### Selected extract
Kim et al. investigated the role of miR-21 in adipogenic differentiation of human adipose tissue-derived mesenchymal stem cells (hAD-MSC) and its potential targets [44]. Their data showed that miR-21 can positively regulate adipogenic differentiation of hAD-MSC by targeting transforming growth factor-beta 1 (TGF-β1), which is known to inhibit adipogenesis in vitro and in vivo [45]. In another study, Kang et al. showed that 3T3-L1 cells that were transfected with miR-21 showed higher level of adipogenic differentiation [46], these results were indicated by the morphological changes in miR-21-transfected adipocytes that expressed higher levels of adiponectin. However, their data showed that miR-21 may regulate adipogenic commitment of preadipocytes by directly targeting AP1 gene, activating protein-1, resulting in inducing adipocyte differentiation.
######
### Information
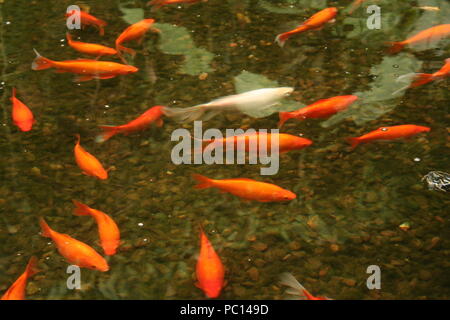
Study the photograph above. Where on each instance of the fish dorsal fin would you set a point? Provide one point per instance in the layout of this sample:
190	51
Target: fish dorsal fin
244	179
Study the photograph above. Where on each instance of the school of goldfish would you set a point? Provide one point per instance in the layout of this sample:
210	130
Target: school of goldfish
210	270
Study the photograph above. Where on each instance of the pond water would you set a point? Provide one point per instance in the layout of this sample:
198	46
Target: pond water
350	203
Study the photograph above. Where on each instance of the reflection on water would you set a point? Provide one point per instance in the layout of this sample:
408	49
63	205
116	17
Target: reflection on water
349	204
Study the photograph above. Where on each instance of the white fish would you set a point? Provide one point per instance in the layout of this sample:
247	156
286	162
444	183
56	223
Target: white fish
248	101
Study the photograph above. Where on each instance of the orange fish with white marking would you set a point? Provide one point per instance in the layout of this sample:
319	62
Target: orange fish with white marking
152	115
17	289
91	49
89	20
316	22
134	32
75	252
87	69
209	270
89	164
107	229
246	188
389	133
432	34
21	114
321	109
296	290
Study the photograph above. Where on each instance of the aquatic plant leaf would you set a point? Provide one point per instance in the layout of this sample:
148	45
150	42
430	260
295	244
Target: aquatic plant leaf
177	40
379	99
131	15
247	81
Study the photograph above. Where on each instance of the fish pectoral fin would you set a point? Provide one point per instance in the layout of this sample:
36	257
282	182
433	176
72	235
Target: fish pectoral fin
83	78
159	122
108	76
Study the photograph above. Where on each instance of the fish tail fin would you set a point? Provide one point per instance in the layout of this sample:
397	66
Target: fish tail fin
46	231
69	38
184	114
32	266
204	182
421	79
81	209
40	63
156	4
354	142
108	132
395	47
284	116
295	288
281	38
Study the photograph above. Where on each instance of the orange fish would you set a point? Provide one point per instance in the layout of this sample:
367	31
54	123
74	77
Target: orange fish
429	35
17	290
86	68
140	123
88	163
286	142
316	22
21	114
134	32
246	188
419	79
107	229
76	252
91	49
321	109
296	289
160	3
90	20
210	271
389	133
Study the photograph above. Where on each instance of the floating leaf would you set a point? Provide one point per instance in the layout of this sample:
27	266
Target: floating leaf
131	15
177	40
294	7
379	100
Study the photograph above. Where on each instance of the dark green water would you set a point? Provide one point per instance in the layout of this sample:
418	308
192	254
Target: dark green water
349	203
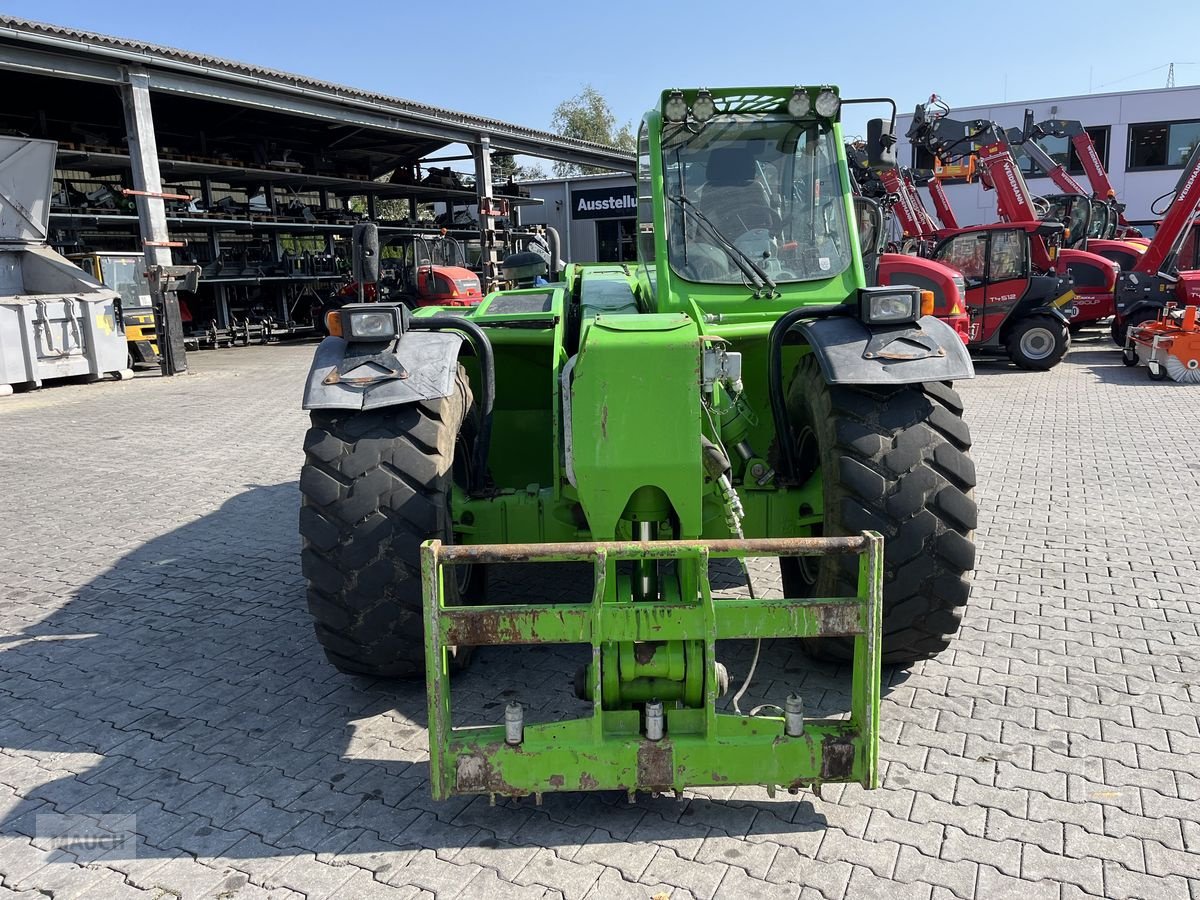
######
### List of tasks
1 - According to the miR-21 passage, which gene did Kang et al. find that miR-21 may directly target in preadipocytes?
2 - Reproduce the miR-21 passage word for word, everything from "Kim et al. investigated" down to "inducing adipocyte differentiation.".
3 - List all the bracketed reference numbers cited in the miR-21 passage.

### Outputs by task
1 - The AP1 gene (activating protein-1).

2 -
Kim et al. investigated the role of miR-21 in adipogenic differentiation of human adipose tissue-derived mesenchymal stem cells (hAD-MSC) and its potential targets [44]. Their data showed that miR-21 can positively regulate adipogenic differentiation of hAD-MSC by targeting transforming growth factor-beta 1 (TGF-β1), which is known to inhibit adipogenesis in vitro and in vivo [45]. In another study, Kang et al. showed that 3T3-L1 cells that were transfected with miR-21 showed higher level of adipogenic differentiation [46], these results were indicated by the morphological changes in miR-21-transfected adipocytes that expressed higher levels of adiponectin. However, their data showed that miR-21 may regulate adipogenic commitment of preadipocytes by directly targeting AP1 gene, activating protein-1, resulting in inducing adipocyte differentiation.

3 - [44], [45], [46]